WarningMight contain spoilers.

Decent and easily forgotten. The characters are meant to be quirky and endearing misfits but I found them quite unlikeable. Even their designs are unappealing. I don’t much care for the story’s deification of its idea of weirdness—I think it reflects a limited view of the world. Human beings tend to be much stranger than what this movie offers, which is neither good nor bad but simply reality.

The constant (often blatant and explicit) jibes at the big technology companies were excellent and I really enjoyed the hilarious, supposedly defective PAL bots. I didn’t like Doug the Pug being a constant punchline, though. The little Impressionistic touches in certain sequences, such as when the robots first attack and leave a trail across the sky, are lovely, whereas the cartoonish text and effects that appear here and there are less successful.

The last third drops all pretensions of logic and becomes a sequence of events that occurred because the story needed them to, like Rick’s screwdriver being the only thing that could unlock the cells. Unfortunately, it has neither the audacity nor the self-awareness to revel in the absurdity. (As an aside, did PAL really not copy herself to any other machines? Did this all-powerful A.I. really have just one copy of herself inside one fragile phone?)

I watched the movie in two sittings because of being sick, and I was fooled both times by the opening strains of Live Your Life by Rihanna, an unimpressive song that samples the classic Dragostea din teï by O-Zone. I did have fun rediscovering Gary Brolsma’s Numa Numa video and reminiscing about happier times, so I can forgive the misdirection.

Required work:
- A) Copy out everything in the movie review from "Decent and easily" down to "but simply reality.".
- B) According to the movie review, whose screwdriver was the only thing that could unlock the cells?
The listing that comes next is separate material and has nothing to do with the movie review.

Data excerpts:
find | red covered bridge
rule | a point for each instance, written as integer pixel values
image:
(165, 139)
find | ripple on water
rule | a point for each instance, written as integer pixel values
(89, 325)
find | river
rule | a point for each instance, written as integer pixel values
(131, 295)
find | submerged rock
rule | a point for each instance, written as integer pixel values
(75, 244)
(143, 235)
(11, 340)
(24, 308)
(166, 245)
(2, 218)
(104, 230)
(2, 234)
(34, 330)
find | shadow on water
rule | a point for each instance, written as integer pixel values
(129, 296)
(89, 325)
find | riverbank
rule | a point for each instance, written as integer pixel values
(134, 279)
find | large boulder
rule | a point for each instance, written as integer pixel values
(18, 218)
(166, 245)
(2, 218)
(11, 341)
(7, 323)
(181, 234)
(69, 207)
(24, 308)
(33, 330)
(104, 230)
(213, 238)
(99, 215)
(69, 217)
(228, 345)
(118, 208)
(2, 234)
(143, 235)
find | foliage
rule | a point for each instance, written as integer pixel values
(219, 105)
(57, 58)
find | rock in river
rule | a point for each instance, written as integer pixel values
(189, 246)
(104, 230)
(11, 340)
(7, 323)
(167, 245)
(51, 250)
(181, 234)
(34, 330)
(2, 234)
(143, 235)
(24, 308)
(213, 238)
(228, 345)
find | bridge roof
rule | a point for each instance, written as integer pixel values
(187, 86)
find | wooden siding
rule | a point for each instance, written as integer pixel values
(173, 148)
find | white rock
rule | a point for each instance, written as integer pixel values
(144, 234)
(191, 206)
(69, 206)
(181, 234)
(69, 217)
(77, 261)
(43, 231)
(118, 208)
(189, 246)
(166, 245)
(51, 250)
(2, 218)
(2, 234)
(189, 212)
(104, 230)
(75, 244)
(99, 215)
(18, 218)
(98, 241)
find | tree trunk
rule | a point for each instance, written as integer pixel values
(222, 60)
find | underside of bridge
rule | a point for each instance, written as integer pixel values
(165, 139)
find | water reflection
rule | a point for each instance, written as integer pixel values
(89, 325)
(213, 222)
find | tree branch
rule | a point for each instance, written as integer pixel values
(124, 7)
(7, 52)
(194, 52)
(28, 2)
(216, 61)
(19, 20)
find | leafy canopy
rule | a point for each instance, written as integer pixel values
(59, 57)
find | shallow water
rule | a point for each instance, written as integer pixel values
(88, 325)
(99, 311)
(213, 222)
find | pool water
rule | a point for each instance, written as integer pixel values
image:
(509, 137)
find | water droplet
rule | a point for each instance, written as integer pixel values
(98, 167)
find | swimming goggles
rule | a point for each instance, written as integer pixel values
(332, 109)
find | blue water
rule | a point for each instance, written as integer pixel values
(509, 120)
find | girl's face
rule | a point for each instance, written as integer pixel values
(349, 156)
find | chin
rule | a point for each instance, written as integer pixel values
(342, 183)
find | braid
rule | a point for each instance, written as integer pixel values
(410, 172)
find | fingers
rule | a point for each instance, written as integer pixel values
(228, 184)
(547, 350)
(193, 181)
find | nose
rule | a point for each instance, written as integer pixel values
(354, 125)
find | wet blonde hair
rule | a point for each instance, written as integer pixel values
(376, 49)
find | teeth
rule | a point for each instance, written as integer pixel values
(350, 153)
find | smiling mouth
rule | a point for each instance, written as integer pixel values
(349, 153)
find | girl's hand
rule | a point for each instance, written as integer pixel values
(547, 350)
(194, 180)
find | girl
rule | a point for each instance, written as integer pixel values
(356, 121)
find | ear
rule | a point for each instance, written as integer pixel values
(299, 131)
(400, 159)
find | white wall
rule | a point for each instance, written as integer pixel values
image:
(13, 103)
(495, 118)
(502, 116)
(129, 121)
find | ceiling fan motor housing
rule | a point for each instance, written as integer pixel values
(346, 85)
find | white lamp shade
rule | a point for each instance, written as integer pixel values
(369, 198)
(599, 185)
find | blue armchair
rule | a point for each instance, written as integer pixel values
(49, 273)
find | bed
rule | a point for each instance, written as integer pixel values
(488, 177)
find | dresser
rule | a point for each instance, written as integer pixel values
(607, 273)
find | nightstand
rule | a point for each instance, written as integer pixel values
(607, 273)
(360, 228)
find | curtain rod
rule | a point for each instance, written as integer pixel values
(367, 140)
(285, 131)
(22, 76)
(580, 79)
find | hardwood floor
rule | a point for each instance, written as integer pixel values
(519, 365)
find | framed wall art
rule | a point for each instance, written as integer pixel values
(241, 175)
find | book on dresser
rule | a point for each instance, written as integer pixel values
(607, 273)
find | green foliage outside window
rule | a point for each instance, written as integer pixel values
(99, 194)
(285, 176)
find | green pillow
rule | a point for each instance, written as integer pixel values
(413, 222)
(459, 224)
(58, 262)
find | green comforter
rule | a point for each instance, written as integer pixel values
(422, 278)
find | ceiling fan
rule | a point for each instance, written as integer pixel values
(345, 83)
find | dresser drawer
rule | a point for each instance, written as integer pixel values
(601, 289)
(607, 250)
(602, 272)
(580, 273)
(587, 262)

Responses per task:
- A)
Decent and easily forgotten. The characters are meant to be quirky and endearing misfits but I found them quite unlikeable. Even their designs are unappealing. I don’t much care for the story’s deification of its idea of weirdness—I think it reflects a limited view of the world. Human beings tend to be much stranger than what this movie offers, which is neither good nor bad but simply reality.

- B) Rick's screwdriver.